» **REQUIRED WORK**:
1) From the article on the Penang restaurant Jaloux, please print everything between "In turn, the" and "in the 90s.", inclusive.
2) In the article on the Penang restaurant Jaloux, what did Hong train as before entering the culinary world?
3) Condense the paragraph beginning "This is not an isolated incident" from the article on the Penang restaurant Jaloux into a single shorter sentence.

“Not hospitable, bad service,” a dissatisfied customer wrote on Penang restaurant Jaloux’s Facebook page.
In turn, the owner responded, “Thanks”, complete with a thumbs-up emoji.
This is not an isolated incident or a one-off act of passive aggressiveness. Rather, this seems to be how Jaloux has always operated. Unconcerned, self-assured, and ever-so-sassy.
A user on a foodie forum, Hungry Onion, had summed up the chef’s personality as “temperamental but supremely gifted”.
This so-called temperament clearly showed through in our vivid interview with the founder, Chef Hong.
Looking into the past
Before delving into the culinary world, Hong trained as a graphic designer, having graduated in a private college in Penang in the 90s.
From there, he would continue to work odd jobs, and eventually started repairing automobiles in his family business, before he finally found his true passion in cooking.

» **DATA EXCERPT**:

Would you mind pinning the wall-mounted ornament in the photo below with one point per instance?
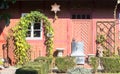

» **LIST OF SOLUTIONS**:
1)
In turn, the owner responded, “Thanks”, complete with a thumbs-up emoji.
This is not an isolated incident or a one-off act of passive aggressiveness. Rather, this seems to be how Jaloux has always operated. Unconcerned, self-assured, and ever-so-sassy.
A user on a foodie forum, Hungry Onion, had summed up the chef’s personality as “temperamental but supremely gifted”.
This so-called temperament clearly showed through in our vivid interview with the founder, Chef Hong.
Looking into the past
Before delving into the culinary world, Hong trained as a graphic designer, having graduated in a private college in Penang in the 90s.

2) A graphic designer.

3) The owner's curt reply was no one-off; Jaloux seems to have always operated this way: unconcerned, self-assured, and sassy.